Collected data:
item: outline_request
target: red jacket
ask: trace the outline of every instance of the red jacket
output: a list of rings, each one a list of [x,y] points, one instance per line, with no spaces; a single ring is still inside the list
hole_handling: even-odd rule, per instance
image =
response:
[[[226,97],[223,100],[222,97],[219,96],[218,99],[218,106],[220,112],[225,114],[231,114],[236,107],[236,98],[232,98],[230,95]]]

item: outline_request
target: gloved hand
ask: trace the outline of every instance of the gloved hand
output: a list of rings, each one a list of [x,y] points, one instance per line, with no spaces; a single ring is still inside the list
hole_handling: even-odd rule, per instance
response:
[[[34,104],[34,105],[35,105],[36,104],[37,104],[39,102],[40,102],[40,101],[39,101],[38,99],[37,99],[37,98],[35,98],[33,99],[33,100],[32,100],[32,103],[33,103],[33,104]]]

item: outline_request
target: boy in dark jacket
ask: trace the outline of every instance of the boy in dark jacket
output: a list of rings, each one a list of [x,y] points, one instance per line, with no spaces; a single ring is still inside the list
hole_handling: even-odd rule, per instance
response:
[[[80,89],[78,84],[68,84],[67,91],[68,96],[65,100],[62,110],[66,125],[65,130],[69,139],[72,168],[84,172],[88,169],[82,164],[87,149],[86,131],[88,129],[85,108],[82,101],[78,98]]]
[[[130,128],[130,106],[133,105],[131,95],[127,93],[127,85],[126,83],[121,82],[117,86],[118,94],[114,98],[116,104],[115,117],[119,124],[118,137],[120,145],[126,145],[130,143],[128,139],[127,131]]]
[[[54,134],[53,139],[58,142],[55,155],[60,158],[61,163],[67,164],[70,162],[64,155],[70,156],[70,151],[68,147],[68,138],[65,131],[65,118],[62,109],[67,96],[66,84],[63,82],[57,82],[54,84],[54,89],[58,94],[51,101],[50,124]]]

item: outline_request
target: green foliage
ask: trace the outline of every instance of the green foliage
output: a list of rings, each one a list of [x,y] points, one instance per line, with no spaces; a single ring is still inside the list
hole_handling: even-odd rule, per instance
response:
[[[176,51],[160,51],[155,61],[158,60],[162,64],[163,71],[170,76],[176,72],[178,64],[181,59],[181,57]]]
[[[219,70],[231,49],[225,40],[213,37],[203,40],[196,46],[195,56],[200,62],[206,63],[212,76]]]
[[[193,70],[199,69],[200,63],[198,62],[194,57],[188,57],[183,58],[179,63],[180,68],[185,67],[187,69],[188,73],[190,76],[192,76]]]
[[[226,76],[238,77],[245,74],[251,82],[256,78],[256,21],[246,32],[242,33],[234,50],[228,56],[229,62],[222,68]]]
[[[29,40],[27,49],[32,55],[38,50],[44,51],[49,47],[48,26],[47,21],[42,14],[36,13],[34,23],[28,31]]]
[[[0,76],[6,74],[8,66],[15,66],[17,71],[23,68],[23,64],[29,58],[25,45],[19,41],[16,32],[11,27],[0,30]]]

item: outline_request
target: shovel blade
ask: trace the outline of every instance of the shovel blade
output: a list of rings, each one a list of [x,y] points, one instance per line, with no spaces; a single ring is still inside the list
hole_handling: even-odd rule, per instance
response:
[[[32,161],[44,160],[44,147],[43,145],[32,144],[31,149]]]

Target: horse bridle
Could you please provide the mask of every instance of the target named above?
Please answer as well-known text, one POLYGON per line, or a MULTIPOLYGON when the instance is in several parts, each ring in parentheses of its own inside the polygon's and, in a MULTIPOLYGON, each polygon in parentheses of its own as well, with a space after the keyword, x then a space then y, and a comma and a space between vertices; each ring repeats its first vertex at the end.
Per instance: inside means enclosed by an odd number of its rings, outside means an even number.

GIVEN INSTRUCTION: Retype all of the entries above without changing a single character, keeping every line as it stands.

ANSWER TO THE TASK:
item: outline_request
target: red jacket
ask: trace the outline of every instance of the red jacket
output: a list of rings, each one a list of [x,y] points, one instance per line, with no spaces; a single ring is still inside the list
hole_handling: even-odd rule, per instance
image =
response:
[[[226,97],[223,100],[222,97],[219,96],[218,99],[218,106],[220,112],[225,114],[231,114],[236,107],[236,98],[232,98],[230,95]]]

item: outline_request
target: gloved hand
ask: trace the outline of every instance of the gloved hand
output: a list of rings, each one a list of [x,y] points, one instance per line, with no spaces; a single ring is still inside the list
hole_handling: even-odd rule, per instance
response:
[[[34,104],[34,105],[35,105],[36,104],[37,104],[39,102],[40,102],[40,101],[39,101],[38,99],[37,99],[37,98],[35,98],[33,99],[33,100],[32,100],[32,103],[33,103],[33,104]]]

item: outline_request
target: boy in dark jacket
ask: trace the outline of every instance of the boy in dark jacket
output: a list of rings, each one a list of [x,y] points, one instance per line, with no spaces; a single ring is still inside the list
hole_handling: even-odd rule, per instance
response:
[[[80,89],[78,84],[68,84],[67,91],[68,96],[65,100],[62,110],[66,125],[65,130],[69,139],[72,168],[84,172],[88,169],[82,164],[87,149],[86,131],[88,129],[85,108],[82,101],[78,98]]]
[[[130,128],[130,106],[133,105],[131,95],[127,93],[127,85],[126,83],[121,82],[117,86],[118,94],[114,98],[116,104],[115,117],[119,124],[118,137],[120,145],[126,145],[130,143],[128,139],[127,131]]]
[[[54,134],[53,139],[58,142],[55,155],[60,158],[61,163],[67,164],[70,162],[64,155],[70,156],[70,151],[68,147],[68,138],[65,131],[65,118],[62,109],[67,96],[66,84],[63,82],[57,82],[54,84],[54,89],[58,94],[51,101],[50,124]]]

item: outline_request
target: green foliage
ask: trace the outline of every instance of the green foliage
output: a list of rings, each one a list of [x,y] points, one instance per line, with no spaces; a single ring is still inside the list
hole_handling: even-odd rule, per instance
response:
[[[176,51],[160,51],[155,61],[158,60],[162,64],[163,71],[170,76],[176,72],[178,64],[181,59],[181,57]]]
[[[219,70],[231,49],[225,40],[213,37],[203,40],[196,46],[195,56],[200,62],[206,63],[212,76]]]
[[[193,70],[199,69],[200,63],[198,62],[194,57],[188,57],[183,58],[179,63],[180,68],[185,67],[187,69],[188,73],[190,76],[192,76]]]
[[[226,76],[238,77],[245,74],[251,82],[256,78],[256,21],[246,32],[242,33],[234,50],[228,56],[229,62],[222,68]]]
[[[29,40],[27,49],[32,55],[38,50],[44,51],[49,47],[48,26],[47,21],[42,14],[36,13],[34,23],[28,31]]]
[[[0,76],[6,74],[8,66],[15,66],[17,71],[23,68],[23,64],[29,58],[25,45],[19,41],[16,32],[11,27],[0,30]]]

item: outline_request
target: shovel blade
ask: trace the outline of every instance of the shovel blade
output: a list of rings, each one a list of [x,y] points, one instance per line, with no spaces; a single ring is still inside the list
hole_handling: even-odd rule, per instance
response:
[[[32,161],[44,160],[44,147],[43,145],[32,144],[31,149]]]

Target: horse bridle
Could you please provide the mask of every instance of the target named above?
Please answer as well-known text, one POLYGON per line, or a MULTIPOLYGON when the instance is in several parts, each ring in parentheses of its own inside the polygon's and, in a MULTIPOLYGON, each polygon in parentheses of its own as well, with a space after the keyword, x then a space then y, and a comma and a space between vertices; each ring repeats its first vertex at the end.
Per instance: inside means enclosed by an odd number of its rings, outside means an even number.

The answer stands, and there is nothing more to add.